> **Work required**:
Rewrite the records below, changing every "Target" to "Label" and keeping everything else as it is. Leave the pictures out of your answer.

════════════════

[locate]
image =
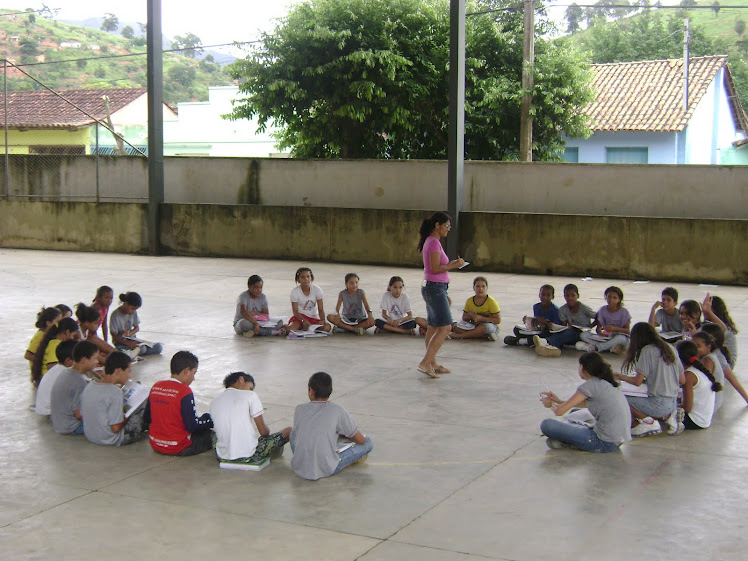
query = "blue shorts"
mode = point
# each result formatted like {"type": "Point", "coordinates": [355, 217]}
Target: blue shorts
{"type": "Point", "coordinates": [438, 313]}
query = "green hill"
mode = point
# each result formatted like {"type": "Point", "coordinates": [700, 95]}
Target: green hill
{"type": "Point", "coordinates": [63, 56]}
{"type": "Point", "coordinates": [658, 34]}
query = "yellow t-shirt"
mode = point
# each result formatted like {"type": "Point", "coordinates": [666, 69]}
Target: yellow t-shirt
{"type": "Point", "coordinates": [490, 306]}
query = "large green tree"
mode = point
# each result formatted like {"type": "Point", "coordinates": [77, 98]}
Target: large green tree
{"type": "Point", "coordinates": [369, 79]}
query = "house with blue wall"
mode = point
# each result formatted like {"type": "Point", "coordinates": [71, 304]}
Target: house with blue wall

════════════════

> **Answer to this task**:
[locate]
image =
query = "blue shorts"
mode = point
# each result formatted like {"type": "Point", "coordinates": [355, 217]}
Label: blue shorts
{"type": "Point", "coordinates": [438, 313]}
query = "green hill"
mode = point
# each result formatted like {"type": "Point", "coordinates": [700, 95]}
Label: green hill
{"type": "Point", "coordinates": [63, 56]}
{"type": "Point", "coordinates": [658, 34]}
query = "yellow t-shirt"
mode = point
# each result formatted like {"type": "Point", "coordinates": [666, 69]}
Label: yellow t-shirt
{"type": "Point", "coordinates": [490, 306]}
query = "large green tree"
mode = point
# each result formatted like {"type": "Point", "coordinates": [77, 98]}
Label: large green tree
{"type": "Point", "coordinates": [369, 79]}
query = "house with blue wall"
mode = point
# each result formatted like {"type": "Point", "coordinates": [71, 304]}
Label: house with blue wall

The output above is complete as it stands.